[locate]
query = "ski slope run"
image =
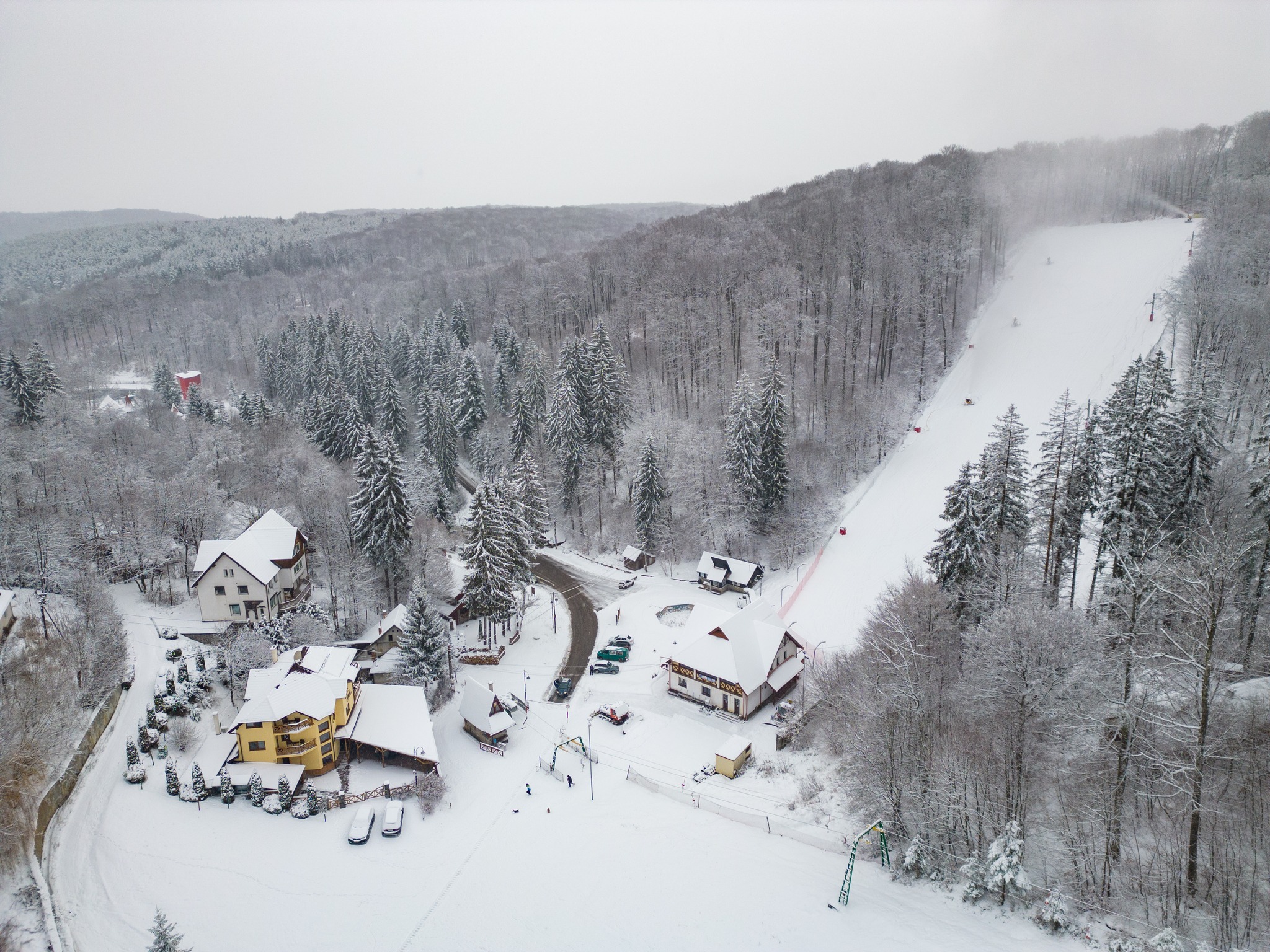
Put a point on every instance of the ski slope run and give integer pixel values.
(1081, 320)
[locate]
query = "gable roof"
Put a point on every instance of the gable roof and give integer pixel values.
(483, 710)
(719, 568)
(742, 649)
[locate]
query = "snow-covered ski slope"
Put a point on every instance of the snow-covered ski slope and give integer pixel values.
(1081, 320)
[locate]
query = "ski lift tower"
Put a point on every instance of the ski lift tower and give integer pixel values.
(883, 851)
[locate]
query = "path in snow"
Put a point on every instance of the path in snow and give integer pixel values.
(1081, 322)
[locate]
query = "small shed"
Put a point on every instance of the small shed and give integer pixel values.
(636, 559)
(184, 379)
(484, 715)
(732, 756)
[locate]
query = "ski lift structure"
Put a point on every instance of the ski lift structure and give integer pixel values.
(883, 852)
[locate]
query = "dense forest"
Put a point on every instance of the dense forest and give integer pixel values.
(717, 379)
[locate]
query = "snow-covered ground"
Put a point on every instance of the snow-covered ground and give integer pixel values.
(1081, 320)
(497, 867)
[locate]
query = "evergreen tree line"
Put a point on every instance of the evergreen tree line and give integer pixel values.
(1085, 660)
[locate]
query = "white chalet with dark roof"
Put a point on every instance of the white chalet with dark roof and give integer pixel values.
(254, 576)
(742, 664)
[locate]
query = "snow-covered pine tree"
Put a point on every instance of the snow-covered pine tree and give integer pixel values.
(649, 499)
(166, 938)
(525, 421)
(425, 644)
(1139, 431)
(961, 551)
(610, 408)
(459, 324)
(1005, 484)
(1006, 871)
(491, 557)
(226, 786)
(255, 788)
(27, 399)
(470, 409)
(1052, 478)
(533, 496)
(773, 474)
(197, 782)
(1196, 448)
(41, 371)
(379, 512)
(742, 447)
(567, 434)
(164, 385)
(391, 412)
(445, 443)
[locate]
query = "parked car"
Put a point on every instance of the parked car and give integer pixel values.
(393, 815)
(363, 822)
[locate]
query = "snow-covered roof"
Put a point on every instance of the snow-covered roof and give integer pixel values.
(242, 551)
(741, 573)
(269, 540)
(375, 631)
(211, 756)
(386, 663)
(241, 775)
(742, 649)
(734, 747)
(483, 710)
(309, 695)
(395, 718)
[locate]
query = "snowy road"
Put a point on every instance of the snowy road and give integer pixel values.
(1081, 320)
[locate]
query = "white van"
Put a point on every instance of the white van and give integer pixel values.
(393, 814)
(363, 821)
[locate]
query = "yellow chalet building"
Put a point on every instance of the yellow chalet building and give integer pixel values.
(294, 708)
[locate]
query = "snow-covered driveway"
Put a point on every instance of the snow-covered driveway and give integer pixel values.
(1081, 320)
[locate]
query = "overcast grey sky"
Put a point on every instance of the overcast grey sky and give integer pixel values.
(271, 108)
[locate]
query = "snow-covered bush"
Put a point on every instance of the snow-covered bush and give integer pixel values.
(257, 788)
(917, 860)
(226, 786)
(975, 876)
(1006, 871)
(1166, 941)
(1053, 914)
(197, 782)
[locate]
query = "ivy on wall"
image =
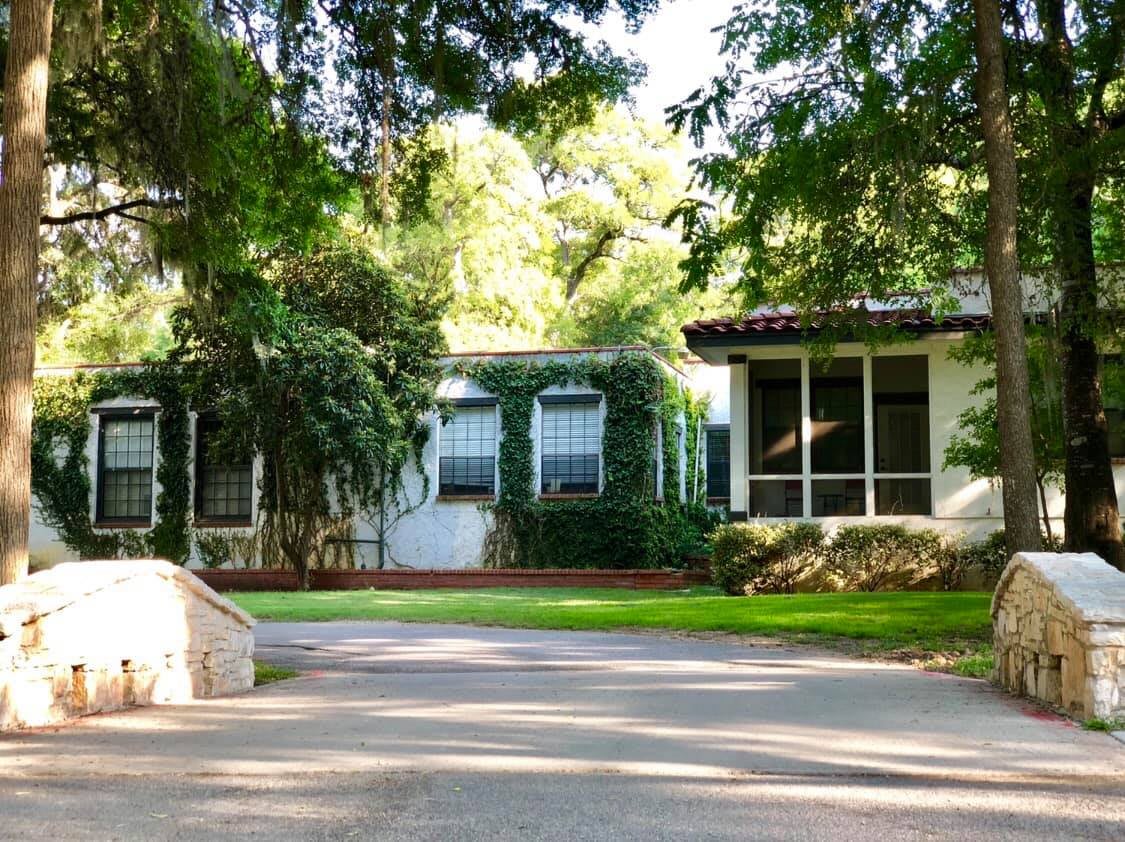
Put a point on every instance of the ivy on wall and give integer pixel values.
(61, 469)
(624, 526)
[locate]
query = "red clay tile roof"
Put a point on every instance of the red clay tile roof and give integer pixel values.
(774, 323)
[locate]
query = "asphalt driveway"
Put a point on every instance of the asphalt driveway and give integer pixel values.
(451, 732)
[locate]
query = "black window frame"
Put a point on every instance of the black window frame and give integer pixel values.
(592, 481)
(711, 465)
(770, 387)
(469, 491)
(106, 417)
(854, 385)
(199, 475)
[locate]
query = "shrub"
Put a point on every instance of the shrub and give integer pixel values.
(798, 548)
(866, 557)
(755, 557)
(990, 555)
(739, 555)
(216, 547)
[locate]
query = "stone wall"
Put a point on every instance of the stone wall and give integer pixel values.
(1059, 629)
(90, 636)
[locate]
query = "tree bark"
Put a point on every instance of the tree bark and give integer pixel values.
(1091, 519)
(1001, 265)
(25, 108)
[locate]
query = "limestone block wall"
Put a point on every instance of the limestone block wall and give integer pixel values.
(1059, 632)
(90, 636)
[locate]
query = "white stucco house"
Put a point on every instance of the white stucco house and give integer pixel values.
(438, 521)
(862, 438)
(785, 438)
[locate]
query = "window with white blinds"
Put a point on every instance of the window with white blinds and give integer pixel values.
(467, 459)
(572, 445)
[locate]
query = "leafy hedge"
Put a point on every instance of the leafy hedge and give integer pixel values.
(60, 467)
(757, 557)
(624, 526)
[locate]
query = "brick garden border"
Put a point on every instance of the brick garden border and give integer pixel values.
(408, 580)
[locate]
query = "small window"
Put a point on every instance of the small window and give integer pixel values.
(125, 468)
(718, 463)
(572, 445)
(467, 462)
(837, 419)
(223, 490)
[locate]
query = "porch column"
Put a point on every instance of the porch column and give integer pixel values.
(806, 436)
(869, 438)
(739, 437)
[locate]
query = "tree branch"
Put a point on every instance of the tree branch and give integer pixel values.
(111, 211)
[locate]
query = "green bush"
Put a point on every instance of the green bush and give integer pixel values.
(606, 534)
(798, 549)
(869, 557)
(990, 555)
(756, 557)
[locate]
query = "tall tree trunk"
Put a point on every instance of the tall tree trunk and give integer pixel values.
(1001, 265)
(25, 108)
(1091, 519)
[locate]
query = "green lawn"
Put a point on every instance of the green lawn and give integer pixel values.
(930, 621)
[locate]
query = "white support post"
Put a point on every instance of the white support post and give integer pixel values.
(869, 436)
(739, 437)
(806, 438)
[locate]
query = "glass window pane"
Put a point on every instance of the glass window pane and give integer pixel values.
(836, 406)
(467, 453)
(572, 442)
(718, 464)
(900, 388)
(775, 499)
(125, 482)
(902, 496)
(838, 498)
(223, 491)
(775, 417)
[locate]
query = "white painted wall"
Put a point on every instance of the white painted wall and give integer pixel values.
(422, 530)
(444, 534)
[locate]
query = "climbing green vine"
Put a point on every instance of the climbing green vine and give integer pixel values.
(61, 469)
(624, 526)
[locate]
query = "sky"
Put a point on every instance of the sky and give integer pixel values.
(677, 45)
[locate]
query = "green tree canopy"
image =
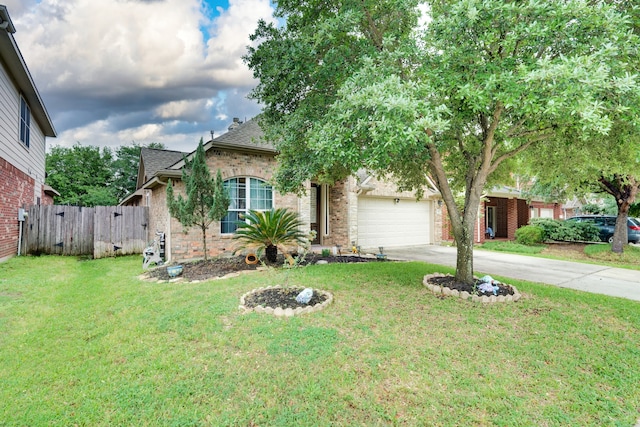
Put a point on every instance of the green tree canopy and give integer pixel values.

### TASK PROMPT:
Reproduce the material word for word, minus the images.

### FINAL RESULT:
[locate]
query = "ski slope run"
image =
Put a point on every instance of the ski slope run and give integer pixel values.
(1081, 320)
[locate]
query = "gable roof"
Put a point on every instance of the gable roof and give integer pixel values.
(483, 710)
(719, 568)
(742, 649)
[locate]
query = "snow-covered ski slope"
Put a point on every instance of the snow-covered ski slope and give integer pixel values.
(1081, 320)
[locate]
query = "ski lift tower"
Put a point on every instance of the ski lift tower and give integer pixel values.
(883, 851)
[locate]
query = "path in snow"
Put a point on every instance of the path in snow and give integer pixel values.
(1081, 322)
[locate]
query = "small shed"
Put a point on every instance of the small shed and give integer pixel values.
(636, 559)
(184, 379)
(484, 715)
(732, 756)
[locate]
query = "ski lift structure"
Put a point on every instance of the ski lift structure and give integer pixel values.
(883, 852)
[locate]
query = "dense forest"
Put a point on every instance of the dense forest and give integer pixel values.
(717, 379)
[locate]
query = "snow-covered ground"
Put a point on every instance of the snow-covered ground and give integer pixel values.
(1081, 320)
(497, 867)
[locate]
query = "evergreen tree line"
Put a point on every instance of the evergreen tree line and give integer pixel values.
(1085, 660)
[locate]
query = "white chalet with dark roof"
Put a point on every instance of the white chalet with dark roof and give integer pixel values.
(254, 576)
(742, 664)
[locate]
query = "snow-covered pine tree"
Put a point on every instance of the snow-covered pine tree and give integer pixel values.
(649, 499)
(166, 938)
(525, 421)
(425, 644)
(1139, 431)
(961, 551)
(610, 408)
(459, 324)
(1005, 484)
(1006, 871)
(491, 557)
(226, 786)
(255, 788)
(27, 399)
(470, 409)
(1052, 478)
(533, 496)
(773, 474)
(197, 782)
(1196, 448)
(41, 371)
(379, 512)
(742, 447)
(567, 434)
(164, 385)
(391, 412)
(445, 443)
[locate]
query = "parked car"
Put a point on every instance of the parked car and give integer pixel values.
(393, 815)
(363, 822)
[locate]
query = "snow-covered roof"
Put a point on every instance of the snow-covered roof and give integer pixel values.
(242, 551)
(741, 573)
(269, 540)
(375, 631)
(211, 756)
(386, 663)
(241, 775)
(742, 649)
(734, 747)
(483, 710)
(309, 695)
(395, 718)
[locate]
query = "snowy road"
Put a point on every instance of the snowy road and give integer pixel values.
(1081, 320)
[locate]
query = "white van"
Put a point on every instance of the white van and give integer pixel values.
(393, 814)
(363, 821)
[locate]
query = "yellow chalet building"
Put a point on every instance of the yellow chalet building and give integer pixel values.
(294, 708)
[locate]
query = "snow-covered driveway"
Put a point on every instance of the snow-covered driveway and give integer pixel values.
(1081, 320)
[locate]
query = "overcast grey sky"
Put a point on every instance of the overcast grey sky and give integer pixel values.
(271, 108)
[locate]
query = "snow-covered bush"
Put a point on every instance of the snow-covered bush and give integer pixel values.
(257, 788)
(917, 860)
(226, 786)
(975, 876)
(1006, 871)
(1166, 941)
(1053, 914)
(197, 782)
[locate]
query = "ivy on wall"
image =
Put a point on every instance of the ivy on wall and give integer pixel values.
(61, 469)
(624, 526)
[locate]
query = "red clay tile roof"
Put a point on every instance of the red clay tile roof and give integer pixel values.
(774, 323)
[locate]
query = "asphalt driveway"
Put a point on every instance of the asphalt driveway and give integer pixel values.
(451, 732)
[locate]
query = "black window frame"
Put a point on every instance of the black window frame and give integer pixel values.
(592, 481)
(711, 465)
(770, 387)
(469, 491)
(106, 417)
(854, 385)
(199, 475)
[locate]
query = "shrub"
Put a point on every instance of the shrub and give integer pixel values.
(798, 548)
(866, 557)
(755, 557)
(990, 555)
(739, 555)
(216, 547)
[locate]
query = "stone wall"
Put a point on every instance of the stone wall and give integer pixel values.
(1059, 629)
(90, 636)
[locate]
query = "tree bark"
Put a point on every instance of the tree bark and give integer pixel values.
(1091, 519)
(1001, 265)
(25, 108)
[locate]
query = "limestone block wall"
Put a point on every instance of the limestone block wall and give integer pixel values.
(1059, 632)
(90, 636)
[locate]
query = "white stucco house"
Put a point on every instance of the white stucco house and give integer pixel values.
(438, 521)
(862, 438)
(785, 438)
[locate]
query = "window with white blinds"
Put a point on every instance of the window with white blinds and give integer pixel values.
(467, 459)
(572, 445)
[locate]
query = "leafy hedge"
Put a point on every instance of the leafy hedge and give integer pixel values.
(60, 467)
(757, 557)
(624, 526)
[locate]
query = "brick garden border"
Put a point on every instance of the brick garden border and give integer pixel values.
(408, 580)
[locate]
query = "small window"
Put a point on every instance of the small window and give integer pixel values.
(125, 468)
(718, 463)
(572, 445)
(467, 462)
(837, 419)
(223, 490)
[locate]
query = "porch column"
Put a point on every instance of the porch column and give integer pixel values.
(806, 436)
(869, 438)
(739, 437)
[locate]
query = "tree branch"
Put a point on every instance of the tree branch and give integer pixel values.
(111, 211)
[locate]
query = "green bush"
Put a point on every instance of the green bush and give integer pixel values.
(606, 534)
(798, 549)
(869, 557)
(990, 555)
(756, 557)
[locate]
query = "tall tree trunk"
Put a point on every instance of the tall tree trunk and give integer pixel values.
(1001, 265)
(25, 108)
(1091, 519)
[locate]
query = "green lawn"
Put a point on every instance of the green lawn and give integer pixel values.
(930, 621)
[locate]
query = "white support post"
Put a point on every instance of the white support post and give integer pixel values.
(869, 436)
(739, 437)
(806, 438)
[locate]
query = "glass window pane"
Put a point on every instance of the glass window pane and give integer pixel values.
(836, 406)
(467, 453)
(572, 442)
(718, 464)
(900, 388)
(775, 499)
(125, 482)
(902, 496)
(838, 498)
(223, 491)
(775, 417)
[locate]
query = "white painted wall"
Put a point on every instance of the white painted wall and give integer pixel values.
(422, 530)
(444, 534)
[locate]
query = "climbing green vine"
Put a point on every instance of the climbing green vine and give integer pixel values.
(61, 469)
(624, 526)
[locate]
query = "sky"
Put a point on every instance of the sky and give integer pixel values.
(677, 45)
[locate]
query = "green tree canopy"
image =
Put a point on every instance of the green tree canopy and give integer pixel values.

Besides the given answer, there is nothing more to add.